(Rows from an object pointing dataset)
------------------------------------------------

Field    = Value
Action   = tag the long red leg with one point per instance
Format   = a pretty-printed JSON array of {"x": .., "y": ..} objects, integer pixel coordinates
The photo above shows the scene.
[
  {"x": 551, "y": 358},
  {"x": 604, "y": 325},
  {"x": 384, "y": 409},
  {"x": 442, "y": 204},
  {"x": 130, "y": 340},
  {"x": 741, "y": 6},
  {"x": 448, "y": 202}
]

------------------------------------------------

• GIVEN TASK: Rewrite every line of the entries above as a numbered list, leaving out any blank lines.

• EXERCISE RESPONSE:
1. Field    = Value
2. Action   = tag the long red leg with one point per instance
3. Format   = a pretty-printed JSON array of {"x": .., "y": ..} objects, integer pixel coordinates
4. The photo above shows the scene.
5. [
6.   {"x": 551, "y": 358},
7.   {"x": 604, "y": 325},
8.   {"x": 384, "y": 409},
9.   {"x": 442, "y": 204},
10.   {"x": 130, "y": 340},
11.   {"x": 741, "y": 6},
12.   {"x": 448, "y": 202}
13. ]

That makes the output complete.